* Required action *
A stretch of the entries below is to be set down exactly, running from the line with "Note: pick out the gloved" through the line with "Note: pick out the white", both included, and no other line.

[Dataset records]
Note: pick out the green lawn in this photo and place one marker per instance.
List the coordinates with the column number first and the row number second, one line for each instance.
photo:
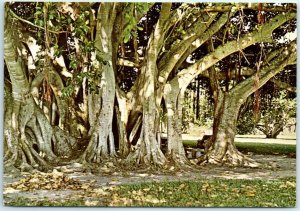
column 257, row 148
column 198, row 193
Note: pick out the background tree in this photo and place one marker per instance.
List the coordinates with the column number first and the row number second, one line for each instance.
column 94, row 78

---

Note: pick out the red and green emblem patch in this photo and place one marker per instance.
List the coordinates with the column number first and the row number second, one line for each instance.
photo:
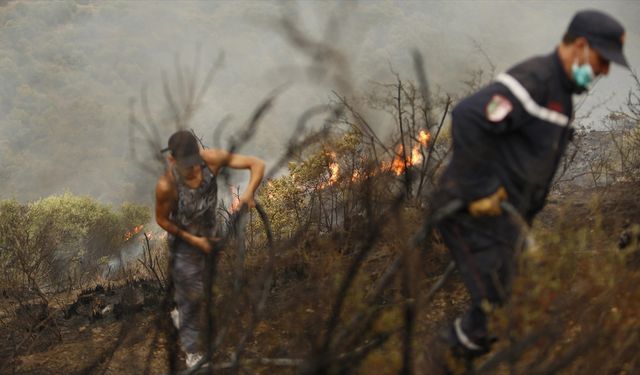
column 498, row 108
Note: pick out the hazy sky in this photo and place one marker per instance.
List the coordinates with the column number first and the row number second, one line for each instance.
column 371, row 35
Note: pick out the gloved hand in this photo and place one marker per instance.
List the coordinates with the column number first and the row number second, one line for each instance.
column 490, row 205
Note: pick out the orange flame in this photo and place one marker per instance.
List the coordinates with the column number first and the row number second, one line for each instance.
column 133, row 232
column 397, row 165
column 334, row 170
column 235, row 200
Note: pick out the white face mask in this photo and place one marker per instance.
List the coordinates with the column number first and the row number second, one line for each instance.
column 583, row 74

* Completed task *
Note: pick out the gloved hand in this photo and place one marker per instance.
List the coordinates with the column number first and the row number second, one line for each instance.
column 490, row 205
Note: pick out the orange flame in this photo and place one marker per instance.
List the coordinates with the column number first and the row number second, one line for each instance.
column 133, row 232
column 397, row 165
column 334, row 170
column 235, row 200
Note: pick out the white face mask in this photo and place one marker per instance.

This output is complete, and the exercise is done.